## [WORK TO COMPLETE]
The entries are to be returned exactly, with images left out.

Named object pointing entries:
***

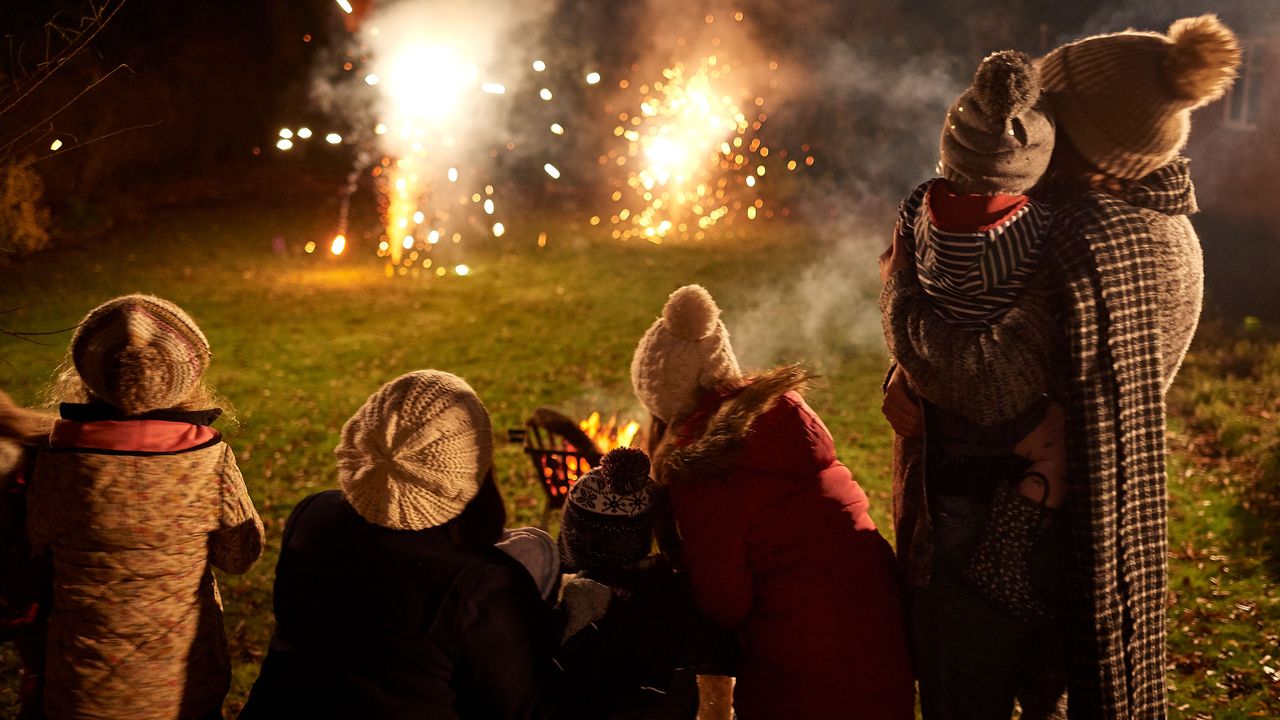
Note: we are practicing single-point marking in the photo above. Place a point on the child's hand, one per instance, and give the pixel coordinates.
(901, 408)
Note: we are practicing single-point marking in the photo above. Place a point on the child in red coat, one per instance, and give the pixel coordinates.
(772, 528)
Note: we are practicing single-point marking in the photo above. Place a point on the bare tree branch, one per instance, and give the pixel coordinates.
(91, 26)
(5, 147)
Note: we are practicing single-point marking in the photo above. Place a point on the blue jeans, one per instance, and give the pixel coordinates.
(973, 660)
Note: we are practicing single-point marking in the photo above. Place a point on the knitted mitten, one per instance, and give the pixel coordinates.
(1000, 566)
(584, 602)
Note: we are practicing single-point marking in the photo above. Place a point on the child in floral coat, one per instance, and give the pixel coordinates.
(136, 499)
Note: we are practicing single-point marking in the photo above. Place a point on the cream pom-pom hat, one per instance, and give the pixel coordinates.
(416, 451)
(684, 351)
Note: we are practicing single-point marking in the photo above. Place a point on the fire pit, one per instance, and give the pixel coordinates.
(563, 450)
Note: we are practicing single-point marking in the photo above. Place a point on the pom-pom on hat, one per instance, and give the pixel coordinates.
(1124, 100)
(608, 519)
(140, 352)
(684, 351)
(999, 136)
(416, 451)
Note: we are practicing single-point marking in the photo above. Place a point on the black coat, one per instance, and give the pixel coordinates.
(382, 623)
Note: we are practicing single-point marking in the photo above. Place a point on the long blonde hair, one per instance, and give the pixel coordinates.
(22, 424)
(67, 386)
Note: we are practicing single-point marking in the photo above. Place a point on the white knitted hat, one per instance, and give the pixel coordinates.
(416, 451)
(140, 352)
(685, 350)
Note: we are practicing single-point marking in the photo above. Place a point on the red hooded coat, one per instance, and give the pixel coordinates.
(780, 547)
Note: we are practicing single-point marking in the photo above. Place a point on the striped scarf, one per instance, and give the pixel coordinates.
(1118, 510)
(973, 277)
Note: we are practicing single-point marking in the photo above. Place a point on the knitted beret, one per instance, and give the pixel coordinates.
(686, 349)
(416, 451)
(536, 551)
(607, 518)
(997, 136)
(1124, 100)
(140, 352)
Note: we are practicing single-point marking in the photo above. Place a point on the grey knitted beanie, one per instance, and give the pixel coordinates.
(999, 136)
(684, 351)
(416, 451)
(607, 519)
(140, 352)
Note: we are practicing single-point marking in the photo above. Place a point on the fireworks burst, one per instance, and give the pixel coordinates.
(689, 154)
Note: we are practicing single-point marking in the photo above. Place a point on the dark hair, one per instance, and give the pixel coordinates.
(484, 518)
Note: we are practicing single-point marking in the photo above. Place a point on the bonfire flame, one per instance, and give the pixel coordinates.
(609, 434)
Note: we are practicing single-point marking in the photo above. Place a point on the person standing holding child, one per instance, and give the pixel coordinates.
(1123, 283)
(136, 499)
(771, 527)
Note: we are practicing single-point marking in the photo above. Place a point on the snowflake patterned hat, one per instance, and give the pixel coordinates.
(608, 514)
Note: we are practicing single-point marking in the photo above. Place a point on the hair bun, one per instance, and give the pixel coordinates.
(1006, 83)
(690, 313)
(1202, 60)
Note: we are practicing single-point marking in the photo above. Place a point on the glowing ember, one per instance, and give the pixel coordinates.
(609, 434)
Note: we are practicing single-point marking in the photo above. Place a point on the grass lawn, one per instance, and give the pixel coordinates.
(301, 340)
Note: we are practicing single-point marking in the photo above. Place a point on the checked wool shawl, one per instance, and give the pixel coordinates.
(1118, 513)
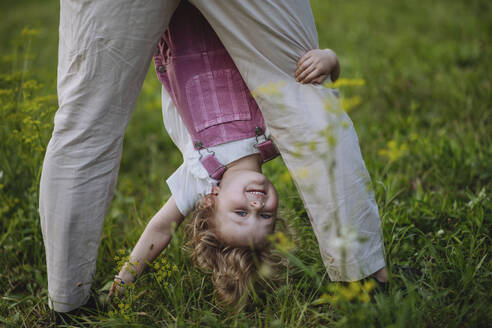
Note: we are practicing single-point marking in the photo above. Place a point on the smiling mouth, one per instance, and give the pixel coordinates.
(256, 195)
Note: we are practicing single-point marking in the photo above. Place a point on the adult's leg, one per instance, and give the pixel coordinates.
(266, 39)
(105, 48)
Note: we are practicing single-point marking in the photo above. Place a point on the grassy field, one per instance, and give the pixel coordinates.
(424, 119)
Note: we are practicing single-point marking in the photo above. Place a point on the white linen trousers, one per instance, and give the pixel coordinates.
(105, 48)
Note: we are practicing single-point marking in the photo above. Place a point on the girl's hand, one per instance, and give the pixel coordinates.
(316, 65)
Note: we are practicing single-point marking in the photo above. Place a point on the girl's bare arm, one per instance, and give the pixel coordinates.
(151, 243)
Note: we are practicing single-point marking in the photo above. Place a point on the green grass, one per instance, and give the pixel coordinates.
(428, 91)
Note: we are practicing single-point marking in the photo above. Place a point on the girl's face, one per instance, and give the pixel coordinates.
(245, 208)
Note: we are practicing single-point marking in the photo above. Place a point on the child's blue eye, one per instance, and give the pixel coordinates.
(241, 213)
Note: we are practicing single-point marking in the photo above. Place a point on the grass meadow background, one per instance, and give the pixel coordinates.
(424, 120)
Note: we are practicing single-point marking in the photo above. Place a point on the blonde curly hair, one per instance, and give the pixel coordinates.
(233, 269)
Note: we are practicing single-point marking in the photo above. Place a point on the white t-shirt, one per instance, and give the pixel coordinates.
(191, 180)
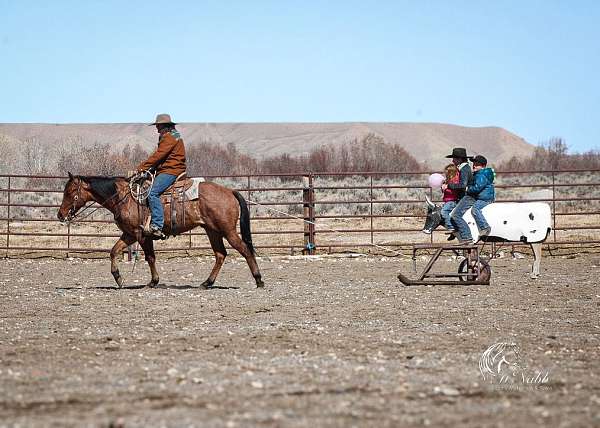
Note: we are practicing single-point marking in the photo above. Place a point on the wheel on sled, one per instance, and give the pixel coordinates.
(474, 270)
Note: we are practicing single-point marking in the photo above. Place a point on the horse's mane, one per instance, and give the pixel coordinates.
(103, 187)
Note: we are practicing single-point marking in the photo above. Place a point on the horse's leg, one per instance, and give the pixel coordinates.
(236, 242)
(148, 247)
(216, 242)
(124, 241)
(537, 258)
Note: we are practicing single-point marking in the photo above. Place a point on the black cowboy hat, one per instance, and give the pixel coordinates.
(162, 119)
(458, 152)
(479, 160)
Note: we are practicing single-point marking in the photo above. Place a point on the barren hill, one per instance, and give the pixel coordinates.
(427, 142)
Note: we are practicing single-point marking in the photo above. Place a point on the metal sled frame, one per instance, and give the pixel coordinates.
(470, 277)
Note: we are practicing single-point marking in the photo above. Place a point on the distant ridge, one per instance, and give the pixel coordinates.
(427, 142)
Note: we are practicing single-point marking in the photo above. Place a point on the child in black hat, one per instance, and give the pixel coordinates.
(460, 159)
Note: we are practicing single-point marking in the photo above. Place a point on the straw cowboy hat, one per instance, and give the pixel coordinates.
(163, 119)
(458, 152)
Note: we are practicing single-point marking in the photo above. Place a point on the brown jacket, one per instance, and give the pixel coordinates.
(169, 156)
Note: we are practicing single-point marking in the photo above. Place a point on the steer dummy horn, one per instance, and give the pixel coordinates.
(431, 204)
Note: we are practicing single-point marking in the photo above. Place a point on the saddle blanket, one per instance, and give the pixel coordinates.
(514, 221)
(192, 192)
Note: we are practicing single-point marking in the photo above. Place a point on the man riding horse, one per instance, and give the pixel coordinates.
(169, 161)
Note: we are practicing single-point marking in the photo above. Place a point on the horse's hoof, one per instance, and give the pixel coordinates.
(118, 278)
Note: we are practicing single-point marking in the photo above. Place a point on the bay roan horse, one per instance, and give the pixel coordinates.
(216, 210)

***

## [WRITTEN REPLY]
Note: we are practicing single-point marking in the photo above. Place a point on the child's hand, one per instance, and give the pixel coordinates.
(901, 408)
Note: we are practicing single-point marking in the photo above. Place a point on the child in red coat, one per instance, and give the pixel coordinates.
(772, 528)
Note: we are practicing single-point marking in the photo above. Place a point on the bare tree branch, one per instance, and give the pixel coordinates.
(91, 26)
(5, 147)
Note: we are practicing single-point marking in the photo above. Place a point on the blue jeans, one per instance, and give the pixel coordinates.
(973, 660)
Note: we are practicing single-point marking in the photo above. Place a point on the knitted mitten, one per instance, and give the pixel coordinates.
(1000, 566)
(584, 602)
Note: we are practicing single-point marking in the photo above. Place a point on the child in floral coat, one per instance, and give the pixel coordinates.
(136, 499)
Note: we are practicing single-point marking in the photo above. Place a point on the cream pom-pom hat, one per instance, and give the pixel coordinates.
(416, 451)
(684, 351)
Note: we are practicing single-point marking in the photo above. Place a point on the fire pit, one per instance, and give the pixel coordinates.
(563, 450)
Note: we are practicing single-point marking in the photo above. Place a point on the pom-pom on hat, one per instance, and give the pixel coordinates.
(1124, 100)
(608, 519)
(140, 352)
(684, 351)
(999, 136)
(416, 451)
Note: we are practicing single-point marking in the photo above. Place a point on the black coat, one per instance, and give the pixel coordinates.
(382, 623)
Note: we are practicing single-point marking in the photo above. Place a point on the long blonde hair, one per instance, and give the pixel coordinates.
(22, 424)
(67, 386)
Note: we are practicing single-point marking in the photo above. Place a point on the white knitted hat, one per instance, and give the pixel coordinates.
(416, 451)
(140, 352)
(685, 350)
Note: we are practicing single-point marking in the photo above. Place a point on the red hooded coat, one per instance, and give the pixel coordinates.
(780, 547)
Note: we are practicing single-point marking in the photo above. Place a point on the striped scarf, one per instance, and give the pixel coordinates.
(1118, 510)
(973, 277)
Note: we are practicing single-point marking in the photo above. Place a point on the knitted beret, one per instance, and give the pixel coordinates.
(686, 349)
(416, 451)
(536, 551)
(607, 518)
(997, 136)
(1124, 100)
(140, 352)
Note: we are practicing single-point marking in the photo above. Place a point on the grey knitted beanie, one per instance, and give the pixel coordinates.
(999, 136)
(684, 351)
(416, 451)
(607, 519)
(140, 352)
Note: we are practicing single-point marking in the photo above. Place a point on the fireworks burst, one per instance, and give the pixel coordinates.
(689, 154)
Note: we are practicing single-point marking in the photo above. Place a point on the dark hair, one per instance, and give the pixel coordinates.
(484, 518)
Note: we are practicing single-point marking in the photo above. Place a point on the bonfire flame, one per instance, and give the pixel coordinates.
(609, 434)
Note: we are practicing single-point marking in the photo above. Place a point on the person standing holding child, one per instance, and give the pixel coordinates.
(1123, 283)
(136, 499)
(771, 527)
Note: we are practicing single-point marking in the photo above. Place a point on the snowflake patterned hat, one per instance, and give the pixel coordinates.
(608, 514)
Note: we are practicing single-point marking in the photo above. Place a point on the hair bun, one per instance, and give the pixel coordinates.
(1006, 83)
(690, 313)
(1202, 60)
Note: we are practicing single-point marking in the photo above. Place a point on the glowing ember, one per instance, and give the pixel coordinates.
(609, 434)
Note: we are practicing single-point marking in the photo above. Place a point on the grass lawn, one per instance, and give the pixel coordinates.
(301, 340)
Note: we are practicing single-point marking in the photo above. Place a point on the checked wool shawl, one per instance, and give the pixel coordinates.
(1118, 513)
Note: we are practicing single-point marking in the photo above. Place a point on the smiling mouth, one per instance, and give the pixel coordinates.
(256, 195)
Note: we are practicing single-point marking in the photo above. Place a point on the adult's leg, one per instance, and give the pixel coordinates.
(266, 39)
(105, 48)
Note: we are practicing single-point marking in the photo above. Place a point on the grassy field, one per instance, and give the pixel coordinates.
(424, 119)
Note: we are practicing single-point marking in the photo above. Place a point on the white linen trousers, one per instance, and give the pixel coordinates.
(105, 48)
Note: we are practicing single-point marking in the photo above. Place a point on the girl's hand, one per instance, and give the pixel coordinates.
(316, 65)
Note: we are practicing single-point marking in the photo above. Place a point on the girl's bare arm, one per instance, and give the pixel coordinates.
(151, 243)
Note: we are practicing single-point marking in the photo above. Place a point on the green grass, one per instance, and give the pixel coordinates.
(428, 91)
Note: we are practicing single-point marking in the photo above. Place a point on the girl's face, one per instance, and give the pixel coordinates.
(245, 208)
Note: we are practicing single-point marking in the photo above. Place a point on the child's blue eye, one per instance, and give the pixel coordinates.
(241, 213)
Note: we are practicing single-point marking in the photo above. Place a point on the grass meadow background, one per instance, and give the pixel coordinates.
(424, 120)
Note: we are practicing single-point marking in the photo above. Place a point on the blonde curly hair, one per instance, and give the pixel coordinates.
(233, 269)
Note: we are practicing single-point marking in the photo above. Place a point on the white t-shirt, one per instance, and give the pixel coordinates.
(191, 180)
Note: we are practicing single-point marking in the photo above. Place a point on the wheel on sled, one per instance, and give the pixel coordinates.
(474, 270)
Note: we are practicing single-point marking in the photo above. Place a point on the horse's mane, one per instance, and give the pixel coordinates.
(103, 187)
Note: we are practicing single-point marking in the photo above. Place a point on the horse's leg, one per instance, and give the pixel coordinates.
(236, 242)
(148, 247)
(216, 242)
(124, 241)
(537, 258)
Note: we are practicing single-point marking in the photo above. Place a point on the black cowboy hat, one per instance, and give the pixel coordinates.
(162, 119)
(458, 152)
(479, 160)
Note: we are practicing single-point marking in the photo above. Place a point on the barren hill, one per instance, and give the pixel coordinates.
(427, 142)
Note: we are practicing single-point marking in the photo above. Place a point on the metal sled frame, one per instance, and give the pixel coordinates.
(470, 277)
Note: we are practicing single-point marking in the photo above. Place a point on the distant ridge, one per instance, and give the pixel coordinates.
(427, 142)
Note: we are practicing single-point marking in the photo above. Place a point on the child in black hat, one per instance, and give the pixel coordinates.
(460, 159)
Note: we are practicing single-point marking in the photo above. Place a point on the straw cowboy hat, one per instance, and give the pixel coordinates.
(163, 119)
(458, 152)
Note: we are practicing single-point marking in the photo above. Place a point on the brown jacket, one per instance, and give the pixel coordinates.
(169, 156)
Note: we are practicing single-point marking in the photo above. Place a point on the steer dummy horn, one per instance, and give the pixel coordinates.
(431, 204)
Note: we are practicing single-point marking in the photo above. Place a point on the saddle blanket, one per instance, and give the pixel coordinates.
(514, 221)
(192, 192)
Note: we are practicing single-point marking in the photo above. Place a point on the man riding horse, one per instance, and give the pixel coordinates.
(169, 161)
Note: we are practicing single-point marking in the photo above. Place a point on the horse's hoof, one per instance, and give the pixel coordinates.
(118, 278)
Note: we are practicing single-point marking in the photo above. Place a point on the bay roan horse, one per instance, and give the pixel coordinates.
(216, 210)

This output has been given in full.